▶ Exercise objective: The answer is to contain only the line containing "[locate] firefighter (one" and the lines after it through the last one, each reproduced exactly as it appears below.

Stored data entries:
------------

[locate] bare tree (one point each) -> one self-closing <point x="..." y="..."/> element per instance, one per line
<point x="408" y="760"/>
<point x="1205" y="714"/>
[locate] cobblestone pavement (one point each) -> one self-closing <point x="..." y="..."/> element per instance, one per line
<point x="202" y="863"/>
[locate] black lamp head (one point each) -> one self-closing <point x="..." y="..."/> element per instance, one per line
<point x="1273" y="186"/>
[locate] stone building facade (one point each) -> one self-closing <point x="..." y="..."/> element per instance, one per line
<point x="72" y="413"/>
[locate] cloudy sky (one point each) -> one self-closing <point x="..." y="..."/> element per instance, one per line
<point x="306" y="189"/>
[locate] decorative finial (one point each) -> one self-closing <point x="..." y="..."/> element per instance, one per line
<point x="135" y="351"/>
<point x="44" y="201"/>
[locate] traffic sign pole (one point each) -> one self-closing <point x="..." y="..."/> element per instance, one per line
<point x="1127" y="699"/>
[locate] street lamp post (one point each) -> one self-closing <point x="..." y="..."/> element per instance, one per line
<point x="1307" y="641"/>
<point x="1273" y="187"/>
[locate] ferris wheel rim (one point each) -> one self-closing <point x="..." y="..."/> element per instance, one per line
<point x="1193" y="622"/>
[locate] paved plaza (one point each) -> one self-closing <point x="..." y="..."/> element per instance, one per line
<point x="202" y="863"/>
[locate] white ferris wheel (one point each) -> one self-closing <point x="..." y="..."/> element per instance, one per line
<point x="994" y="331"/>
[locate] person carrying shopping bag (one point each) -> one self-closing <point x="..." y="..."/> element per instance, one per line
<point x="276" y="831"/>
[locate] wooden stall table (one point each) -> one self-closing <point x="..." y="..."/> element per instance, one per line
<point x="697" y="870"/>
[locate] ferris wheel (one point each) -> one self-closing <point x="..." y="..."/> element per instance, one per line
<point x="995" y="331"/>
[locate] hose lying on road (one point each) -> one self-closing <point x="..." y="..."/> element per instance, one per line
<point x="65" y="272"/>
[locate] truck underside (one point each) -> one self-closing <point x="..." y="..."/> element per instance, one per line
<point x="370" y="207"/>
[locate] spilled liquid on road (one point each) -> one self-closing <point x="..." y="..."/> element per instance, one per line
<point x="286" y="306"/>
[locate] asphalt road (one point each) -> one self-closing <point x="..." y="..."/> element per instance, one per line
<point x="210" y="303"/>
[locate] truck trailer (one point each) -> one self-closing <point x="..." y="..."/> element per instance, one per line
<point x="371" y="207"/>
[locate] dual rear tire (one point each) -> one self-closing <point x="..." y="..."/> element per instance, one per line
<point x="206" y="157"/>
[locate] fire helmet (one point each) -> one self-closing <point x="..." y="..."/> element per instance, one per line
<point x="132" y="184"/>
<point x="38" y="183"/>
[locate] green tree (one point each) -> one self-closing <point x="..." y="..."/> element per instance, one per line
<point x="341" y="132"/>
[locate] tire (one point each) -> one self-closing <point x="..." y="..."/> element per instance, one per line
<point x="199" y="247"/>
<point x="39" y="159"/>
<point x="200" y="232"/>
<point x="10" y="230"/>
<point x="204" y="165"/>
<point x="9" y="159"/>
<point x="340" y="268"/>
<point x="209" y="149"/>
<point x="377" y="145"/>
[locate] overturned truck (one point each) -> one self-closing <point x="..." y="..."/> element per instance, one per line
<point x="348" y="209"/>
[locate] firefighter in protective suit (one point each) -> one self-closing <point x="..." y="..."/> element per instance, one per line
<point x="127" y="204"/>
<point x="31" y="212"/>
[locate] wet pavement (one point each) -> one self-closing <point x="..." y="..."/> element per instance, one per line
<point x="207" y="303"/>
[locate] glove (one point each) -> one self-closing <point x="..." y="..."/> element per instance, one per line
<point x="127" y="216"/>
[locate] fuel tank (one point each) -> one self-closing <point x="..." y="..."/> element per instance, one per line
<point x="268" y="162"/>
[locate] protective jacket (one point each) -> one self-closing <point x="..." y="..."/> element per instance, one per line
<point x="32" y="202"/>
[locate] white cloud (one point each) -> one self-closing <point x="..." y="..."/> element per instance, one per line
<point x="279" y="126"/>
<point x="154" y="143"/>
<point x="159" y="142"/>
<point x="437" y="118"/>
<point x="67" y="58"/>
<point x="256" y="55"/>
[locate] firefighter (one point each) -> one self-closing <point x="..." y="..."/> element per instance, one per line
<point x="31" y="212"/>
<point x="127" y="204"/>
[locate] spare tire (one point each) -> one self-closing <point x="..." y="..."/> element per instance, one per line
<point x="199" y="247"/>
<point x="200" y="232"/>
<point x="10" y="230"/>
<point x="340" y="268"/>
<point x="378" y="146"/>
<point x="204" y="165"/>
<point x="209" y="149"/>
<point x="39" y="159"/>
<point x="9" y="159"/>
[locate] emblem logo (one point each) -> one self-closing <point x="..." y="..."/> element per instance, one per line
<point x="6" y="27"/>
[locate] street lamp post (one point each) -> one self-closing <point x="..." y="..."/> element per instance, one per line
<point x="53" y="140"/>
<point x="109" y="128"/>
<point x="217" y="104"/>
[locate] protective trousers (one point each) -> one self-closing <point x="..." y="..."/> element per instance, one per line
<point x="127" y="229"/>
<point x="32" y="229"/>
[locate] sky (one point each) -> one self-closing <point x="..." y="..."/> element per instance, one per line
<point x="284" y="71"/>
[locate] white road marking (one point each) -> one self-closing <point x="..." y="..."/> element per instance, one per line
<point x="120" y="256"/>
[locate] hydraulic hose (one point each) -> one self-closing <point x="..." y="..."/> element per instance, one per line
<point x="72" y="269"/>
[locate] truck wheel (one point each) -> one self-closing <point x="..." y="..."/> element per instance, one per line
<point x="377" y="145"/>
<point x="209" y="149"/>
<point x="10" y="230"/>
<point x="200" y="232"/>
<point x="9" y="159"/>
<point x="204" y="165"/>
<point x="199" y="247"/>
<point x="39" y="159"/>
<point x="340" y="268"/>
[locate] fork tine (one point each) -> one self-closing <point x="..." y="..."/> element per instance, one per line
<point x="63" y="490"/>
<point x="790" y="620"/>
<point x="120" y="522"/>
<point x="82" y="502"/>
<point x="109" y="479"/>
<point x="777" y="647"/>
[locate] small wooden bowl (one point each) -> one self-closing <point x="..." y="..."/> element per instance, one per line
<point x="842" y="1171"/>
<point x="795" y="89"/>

------------

▶ Solved exercise:
[locate] firefighter (one point each) -> one self-closing <point x="..." y="..."/> element per instance, one per line
<point x="31" y="212"/>
<point x="127" y="204"/>
[locate] spare tire (one point each) -> one self-closing <point x="..." y="..."/> element per instance, one per line
<point x="199" y="247"/>
<point x="200" y="232"/>
<point x="10" y="230"/>
<point x="340" y="268"/>
<point x="378" y="146"/>
<point x="204" y="165"/>
<point x="209" y="149"/>
<point x="39" y="159"/>
<point x="9" y="159"/>
[locate] emblem logo (one point each) -> one self-closing <point x="..." y="..."/> element per instance, one per line
<point x="6" y="27"/>
[locate] street lamp post (one point each) -> one self-closing <point x="..." y="..."/> element per instance, one per line
<point x="53" y="140"/>
<point x="109" y="128"/>
<point x="217" y="104"/>
[locate] protective trousers (one point each) -> one self-closing <point x="..." y="..."/> element per instance, one per line
<point x="127" y="229"/>
<point x="32" y="229"/>
[locate] sky (one point each) -> one self-closing <point x="..." y="..."/> element per instance, one per line
<point x="284" y="71"/>
[locate] white road marking (one point each) -> one self-closing <point x="..." y="..."/> element per instance, one per line
<point x="120" y="256"/>
[locate] hydraulic hose (one point each) -> one self-closing <point x="..." y="..."/> element per instance, one per line
<point x="72" y="269"/>
[locate] truck wheel (one point each) -> one self-closing <point x="..." y="..."/> element per instance, one per line
<point x="377" y="145"/>
<point x="209" y="149"/>
<point x="10" y="230"/>
<point x="200" y="232"/>
<point x="9" y="159"/>
<point x="204" y="165"/>
<point x="199" y="247"/>
<point x="39" y="159"/>
<point x="340" y="268"/>
[locate] fork tine (one point each) -> one self-closing <point x="..." y="..."/> element per instance, one per line
<point x="63" y="490"/>
<point x="790" y="620"/>
<point x="120" y="522"/>
<point x="82" y="502"/>
<point x="109" y="479"/>
<point x="777" y="647"/>
[locate] small wooden bowl (one point each) -> one self-closing <point x="..." y="..."/> element per instance, one per line
<point x="842" y="1171"/>
<point x="795" y="89"/>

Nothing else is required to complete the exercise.